## Study text
---*---

CEQUINOR   05415
Unidad Ejecutora - UE
congresos y reuniones científicas
Conferencia: "Isolation of novel compounds through matrix isolation photochemistry followed by FTIR spectroscopy"
Buenos Aires
Workshop; International Workshop on Infrared Spectroscopy Applied to Biological and Biomimetic Systems:From the Isolated Molecule to the Cell; 2007
Matrix isolation fotochemistry followed by FTIR analysis, in combination with theoretical calculations, is a powerful technique for the isolation of novel species, the determination of conformational equilibrium, the elucidation of photochemical reaction mechanisms through the detection of reactive intermediates, and the study of intermolecular interactions or molecular complexes. Results obtained during the last few years using this technique will be presented. For instance, the isolation of BrC(O)SCl was possible, either by the photochemical evolution of ClC(O)SBr or by the photochemical reaction between OCS and BrCl. Other members of the sulfenyl carbonyl family of compounds were prepared  by matrix reactions induced by UV-visible irradiation, such as BrC(O)SBr and IC(O)SBr. The very well know “phosgene” family was completed by the isolation of the last two members O=CICl and O=CIBr using the same strategy. The studies were extended to ClC(S)SCl, ClC(S)SBr, BrC(S)SCl and BrC(S)SBr. We also have reported the first detection of CH3SF in its normal and perdeuterated form, by photolysis of matrix isolated FC(O)SCH3 (or FC(O)SCD3). More recently, compounds of the XC(O)SeX family were isolated by the photochemical reaction between OCSe and X2 molecules. Not only the isolation of novel species but also the study of conformational equilibria, reaction mechanisms, the detection of reactive intermediates like free radicals and molecular complexes, are the main objectives of our work. The photochemical induced matrix reaction between OCSe and F2 constitutes an example. In this reaction both, syn- and anti-FC(O)SeF, were isolated. The van der Waals complex O=C=Se···F–F has been shown to play an important role in the formation of the photoproducts. The anti-FC(O)SeF is formed in the first place, and then transformed, through a randomization process, into syn-FC(O)SeF. The important role the theoretical calculations play in the interpretation of the experimental results will be discussed.

---*---

## Problem
State whether each of the following statements agrees with the abstract, answering yes or no and quoting the words of the abstract that decide it. (a) The anti form of FC(O)SeF is formed first and later becomes the syn form. (b) BrC(O)SCl was obtained only through the photochemical reaction between OCS and BrCl. (c) CH3SF was detected by photolysis of matrix isolated FC(O)SCH3.

Saved data entries

---*---

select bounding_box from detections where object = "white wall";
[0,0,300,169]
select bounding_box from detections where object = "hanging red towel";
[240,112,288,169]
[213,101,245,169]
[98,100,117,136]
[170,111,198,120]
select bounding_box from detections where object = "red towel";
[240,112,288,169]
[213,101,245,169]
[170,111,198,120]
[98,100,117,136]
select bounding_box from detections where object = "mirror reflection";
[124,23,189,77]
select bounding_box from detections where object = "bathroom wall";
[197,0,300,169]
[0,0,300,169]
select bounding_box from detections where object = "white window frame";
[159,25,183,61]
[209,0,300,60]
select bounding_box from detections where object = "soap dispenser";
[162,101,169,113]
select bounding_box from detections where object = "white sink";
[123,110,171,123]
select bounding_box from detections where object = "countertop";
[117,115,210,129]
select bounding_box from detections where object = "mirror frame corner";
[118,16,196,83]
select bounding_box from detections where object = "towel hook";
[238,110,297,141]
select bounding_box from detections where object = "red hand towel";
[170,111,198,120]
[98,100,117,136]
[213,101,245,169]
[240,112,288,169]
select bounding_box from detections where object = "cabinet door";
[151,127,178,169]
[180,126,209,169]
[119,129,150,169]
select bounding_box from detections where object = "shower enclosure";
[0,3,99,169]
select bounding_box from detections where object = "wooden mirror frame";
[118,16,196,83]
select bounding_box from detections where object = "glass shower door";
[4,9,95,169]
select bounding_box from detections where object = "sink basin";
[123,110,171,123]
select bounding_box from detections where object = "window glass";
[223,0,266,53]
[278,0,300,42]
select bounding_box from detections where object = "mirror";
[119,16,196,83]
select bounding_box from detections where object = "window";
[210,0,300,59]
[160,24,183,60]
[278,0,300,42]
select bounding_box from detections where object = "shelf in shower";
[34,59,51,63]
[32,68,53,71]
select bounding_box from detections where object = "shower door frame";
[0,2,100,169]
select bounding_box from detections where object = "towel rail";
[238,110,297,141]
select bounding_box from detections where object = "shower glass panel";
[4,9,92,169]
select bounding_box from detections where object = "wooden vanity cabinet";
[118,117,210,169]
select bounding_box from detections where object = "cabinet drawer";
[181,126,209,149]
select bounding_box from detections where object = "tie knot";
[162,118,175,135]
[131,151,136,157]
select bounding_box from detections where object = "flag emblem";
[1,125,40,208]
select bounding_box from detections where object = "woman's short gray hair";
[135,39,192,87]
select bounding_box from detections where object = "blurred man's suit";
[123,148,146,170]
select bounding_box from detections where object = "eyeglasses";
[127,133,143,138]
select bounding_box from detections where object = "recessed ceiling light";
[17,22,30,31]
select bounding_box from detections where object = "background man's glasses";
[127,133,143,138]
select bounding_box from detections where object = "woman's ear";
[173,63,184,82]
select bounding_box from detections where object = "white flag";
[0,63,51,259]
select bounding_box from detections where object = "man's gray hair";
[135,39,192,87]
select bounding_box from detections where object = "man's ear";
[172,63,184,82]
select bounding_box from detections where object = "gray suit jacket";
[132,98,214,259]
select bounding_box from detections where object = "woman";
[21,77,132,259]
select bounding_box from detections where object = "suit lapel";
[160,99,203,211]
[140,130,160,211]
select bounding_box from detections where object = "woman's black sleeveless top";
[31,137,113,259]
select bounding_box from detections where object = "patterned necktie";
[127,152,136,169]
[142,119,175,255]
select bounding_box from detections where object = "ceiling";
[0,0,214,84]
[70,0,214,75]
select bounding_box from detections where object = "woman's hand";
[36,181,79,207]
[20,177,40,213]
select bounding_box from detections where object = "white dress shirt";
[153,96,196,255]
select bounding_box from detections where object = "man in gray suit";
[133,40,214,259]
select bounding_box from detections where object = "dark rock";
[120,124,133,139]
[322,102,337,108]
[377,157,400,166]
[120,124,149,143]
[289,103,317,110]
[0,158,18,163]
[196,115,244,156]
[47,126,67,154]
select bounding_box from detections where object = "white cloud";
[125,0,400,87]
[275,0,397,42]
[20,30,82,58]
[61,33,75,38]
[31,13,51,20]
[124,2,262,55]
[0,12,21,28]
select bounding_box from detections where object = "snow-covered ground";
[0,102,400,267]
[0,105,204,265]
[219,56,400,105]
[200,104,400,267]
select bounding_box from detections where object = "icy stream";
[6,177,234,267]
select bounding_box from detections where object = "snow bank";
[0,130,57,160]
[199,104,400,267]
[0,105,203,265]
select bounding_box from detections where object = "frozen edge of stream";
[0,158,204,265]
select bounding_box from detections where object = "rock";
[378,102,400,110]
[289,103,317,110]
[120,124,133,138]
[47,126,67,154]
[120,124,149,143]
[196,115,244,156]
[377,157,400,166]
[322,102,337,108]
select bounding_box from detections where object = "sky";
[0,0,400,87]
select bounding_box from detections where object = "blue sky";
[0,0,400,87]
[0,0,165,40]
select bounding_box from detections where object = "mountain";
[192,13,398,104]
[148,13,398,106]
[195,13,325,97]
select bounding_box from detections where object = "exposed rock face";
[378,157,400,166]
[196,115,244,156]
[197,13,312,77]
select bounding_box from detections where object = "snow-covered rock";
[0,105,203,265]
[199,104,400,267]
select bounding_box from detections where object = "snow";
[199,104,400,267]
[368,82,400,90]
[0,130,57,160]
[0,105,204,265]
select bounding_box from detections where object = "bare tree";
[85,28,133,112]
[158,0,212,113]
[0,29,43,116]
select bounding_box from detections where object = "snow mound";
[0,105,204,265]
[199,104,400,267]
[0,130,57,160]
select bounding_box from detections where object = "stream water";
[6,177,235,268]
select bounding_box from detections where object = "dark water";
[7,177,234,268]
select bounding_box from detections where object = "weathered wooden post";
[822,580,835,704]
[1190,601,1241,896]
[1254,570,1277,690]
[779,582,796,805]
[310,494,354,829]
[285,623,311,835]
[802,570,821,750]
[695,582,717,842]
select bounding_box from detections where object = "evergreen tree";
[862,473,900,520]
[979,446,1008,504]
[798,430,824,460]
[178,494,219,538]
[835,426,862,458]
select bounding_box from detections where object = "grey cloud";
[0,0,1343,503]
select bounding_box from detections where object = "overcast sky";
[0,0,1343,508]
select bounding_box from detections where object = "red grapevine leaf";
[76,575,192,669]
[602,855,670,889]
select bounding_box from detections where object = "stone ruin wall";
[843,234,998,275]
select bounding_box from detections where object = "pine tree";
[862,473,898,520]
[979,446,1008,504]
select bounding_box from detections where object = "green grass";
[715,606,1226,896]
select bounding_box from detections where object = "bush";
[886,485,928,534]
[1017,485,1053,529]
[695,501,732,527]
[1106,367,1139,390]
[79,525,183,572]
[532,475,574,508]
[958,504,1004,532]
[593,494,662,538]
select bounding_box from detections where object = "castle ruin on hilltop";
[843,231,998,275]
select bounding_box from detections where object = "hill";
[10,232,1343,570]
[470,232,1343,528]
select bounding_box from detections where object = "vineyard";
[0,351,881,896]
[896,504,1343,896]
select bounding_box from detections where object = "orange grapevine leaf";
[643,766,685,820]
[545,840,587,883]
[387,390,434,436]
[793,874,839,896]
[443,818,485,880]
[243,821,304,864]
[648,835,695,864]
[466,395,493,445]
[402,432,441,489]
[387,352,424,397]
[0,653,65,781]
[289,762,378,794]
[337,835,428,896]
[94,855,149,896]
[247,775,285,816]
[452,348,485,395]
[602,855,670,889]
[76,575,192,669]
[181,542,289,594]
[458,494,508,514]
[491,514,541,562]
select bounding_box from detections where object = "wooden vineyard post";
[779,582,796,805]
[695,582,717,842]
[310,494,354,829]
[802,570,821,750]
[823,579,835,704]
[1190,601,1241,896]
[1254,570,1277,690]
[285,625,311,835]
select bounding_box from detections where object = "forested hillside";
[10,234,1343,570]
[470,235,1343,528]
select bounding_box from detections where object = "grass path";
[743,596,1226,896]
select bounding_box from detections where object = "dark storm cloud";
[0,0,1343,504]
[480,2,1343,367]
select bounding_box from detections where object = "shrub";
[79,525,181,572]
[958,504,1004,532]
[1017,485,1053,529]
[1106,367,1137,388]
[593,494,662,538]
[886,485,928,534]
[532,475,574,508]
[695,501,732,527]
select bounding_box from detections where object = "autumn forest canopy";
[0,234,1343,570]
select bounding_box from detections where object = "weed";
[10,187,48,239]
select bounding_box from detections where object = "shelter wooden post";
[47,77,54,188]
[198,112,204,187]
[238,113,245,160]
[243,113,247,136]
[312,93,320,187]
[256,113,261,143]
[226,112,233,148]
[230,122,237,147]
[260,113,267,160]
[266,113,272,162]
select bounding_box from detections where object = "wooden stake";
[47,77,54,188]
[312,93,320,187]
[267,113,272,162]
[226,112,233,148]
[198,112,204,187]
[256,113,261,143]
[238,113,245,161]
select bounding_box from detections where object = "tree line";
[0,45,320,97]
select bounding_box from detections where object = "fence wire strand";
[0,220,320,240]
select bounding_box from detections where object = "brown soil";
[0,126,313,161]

---*---

## Answer to the problem
(a) Yes: "The anti-FC(O)SeF is formed in the first place, and then transformed, through a randomization process, into syn-FC(O)SeF."
(b) No: "either by the photochemical evolution of ClC(O)SBr or by the photochemical reaction between OCS and BrCl."
(c) Yes: "by photolysis of matrix isolated FC(O)SCH3 (or FC(O)SCD3)."